### Given entries

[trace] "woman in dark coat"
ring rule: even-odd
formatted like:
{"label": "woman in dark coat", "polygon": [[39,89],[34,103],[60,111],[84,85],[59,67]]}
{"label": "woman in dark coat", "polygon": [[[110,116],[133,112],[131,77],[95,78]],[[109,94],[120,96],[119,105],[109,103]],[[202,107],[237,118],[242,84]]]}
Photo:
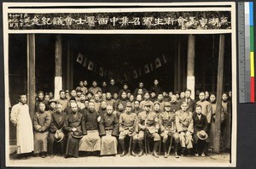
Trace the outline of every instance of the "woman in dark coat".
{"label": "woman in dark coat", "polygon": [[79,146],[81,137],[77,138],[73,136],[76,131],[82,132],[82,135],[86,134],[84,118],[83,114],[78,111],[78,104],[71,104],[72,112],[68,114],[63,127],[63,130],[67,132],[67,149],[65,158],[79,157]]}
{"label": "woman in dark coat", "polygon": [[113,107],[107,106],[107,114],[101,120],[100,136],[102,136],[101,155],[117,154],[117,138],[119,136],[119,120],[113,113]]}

######
### Given entries

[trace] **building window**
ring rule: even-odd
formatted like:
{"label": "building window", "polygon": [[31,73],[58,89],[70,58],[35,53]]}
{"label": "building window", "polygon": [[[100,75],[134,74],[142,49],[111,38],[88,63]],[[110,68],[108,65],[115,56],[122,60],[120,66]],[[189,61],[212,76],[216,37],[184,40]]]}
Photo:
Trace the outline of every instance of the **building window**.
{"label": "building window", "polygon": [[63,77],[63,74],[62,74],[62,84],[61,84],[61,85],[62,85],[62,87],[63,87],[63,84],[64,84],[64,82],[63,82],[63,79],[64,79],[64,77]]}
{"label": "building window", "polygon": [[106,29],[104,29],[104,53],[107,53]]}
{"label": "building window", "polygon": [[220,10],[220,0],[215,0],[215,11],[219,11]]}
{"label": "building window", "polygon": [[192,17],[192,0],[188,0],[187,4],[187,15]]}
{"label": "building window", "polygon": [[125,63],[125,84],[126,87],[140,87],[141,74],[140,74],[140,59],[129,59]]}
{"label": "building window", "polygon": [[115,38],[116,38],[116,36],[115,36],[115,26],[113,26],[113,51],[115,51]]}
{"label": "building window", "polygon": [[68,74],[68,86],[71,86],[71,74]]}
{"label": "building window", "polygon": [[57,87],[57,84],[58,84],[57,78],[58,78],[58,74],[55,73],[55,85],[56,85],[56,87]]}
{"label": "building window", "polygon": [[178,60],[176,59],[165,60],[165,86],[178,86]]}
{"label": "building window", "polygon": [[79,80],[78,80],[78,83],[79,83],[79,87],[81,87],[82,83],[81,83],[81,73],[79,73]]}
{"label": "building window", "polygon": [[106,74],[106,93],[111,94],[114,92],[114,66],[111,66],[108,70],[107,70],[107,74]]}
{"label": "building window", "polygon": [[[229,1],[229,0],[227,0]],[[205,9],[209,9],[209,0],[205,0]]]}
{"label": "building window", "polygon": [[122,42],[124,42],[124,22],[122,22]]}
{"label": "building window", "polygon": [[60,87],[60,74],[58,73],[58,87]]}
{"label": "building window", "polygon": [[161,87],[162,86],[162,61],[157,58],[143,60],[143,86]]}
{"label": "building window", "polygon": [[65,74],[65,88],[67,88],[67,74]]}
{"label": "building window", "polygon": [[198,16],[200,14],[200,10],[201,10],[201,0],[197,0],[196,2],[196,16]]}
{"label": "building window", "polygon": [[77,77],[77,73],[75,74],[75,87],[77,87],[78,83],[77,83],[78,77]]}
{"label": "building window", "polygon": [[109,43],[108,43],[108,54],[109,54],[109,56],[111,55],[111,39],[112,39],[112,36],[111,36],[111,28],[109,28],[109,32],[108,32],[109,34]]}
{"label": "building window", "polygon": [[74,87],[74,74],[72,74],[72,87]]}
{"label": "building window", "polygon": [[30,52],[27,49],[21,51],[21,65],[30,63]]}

######

● Work required: Please report every line of the entries above that contains the word "dark", copying each line in full.

● Solution below:
[trace] "woman in dark coat"
{"label": "woman in dark coat", "polygon": [[39,89],[34,103],[60,111],[84,85],[59,67]]}
{"label": "woman in dark coat", "polygon": [[[110,116],[133,112],[131,77],[95,78]],[[109,94],[120,96],[119,105],[109,103]],[[202,107],[237,118],[242,84]]]}
Trace the outline of every instance of the "woman in dark coat".
{"label": "woman in dark coat", "polygon": [[79,146],[81,137],[77,138],[73,136],[76,131],[82,132],[82,135],[86,134],[84,118],[83,114],[78,111],[78,104],[71,104],[72,112],[68,114],[63,127],[63,130],[67,132],[67,149],[65,158],[79,157]]}
{"label": "woman in dark coat", "polygon": [[113,107],[107,106],[107,114],[101,120],[100,136],[102,136],[101,155],[117,154],[117,138],[119,136],[119,120],[113,113]]}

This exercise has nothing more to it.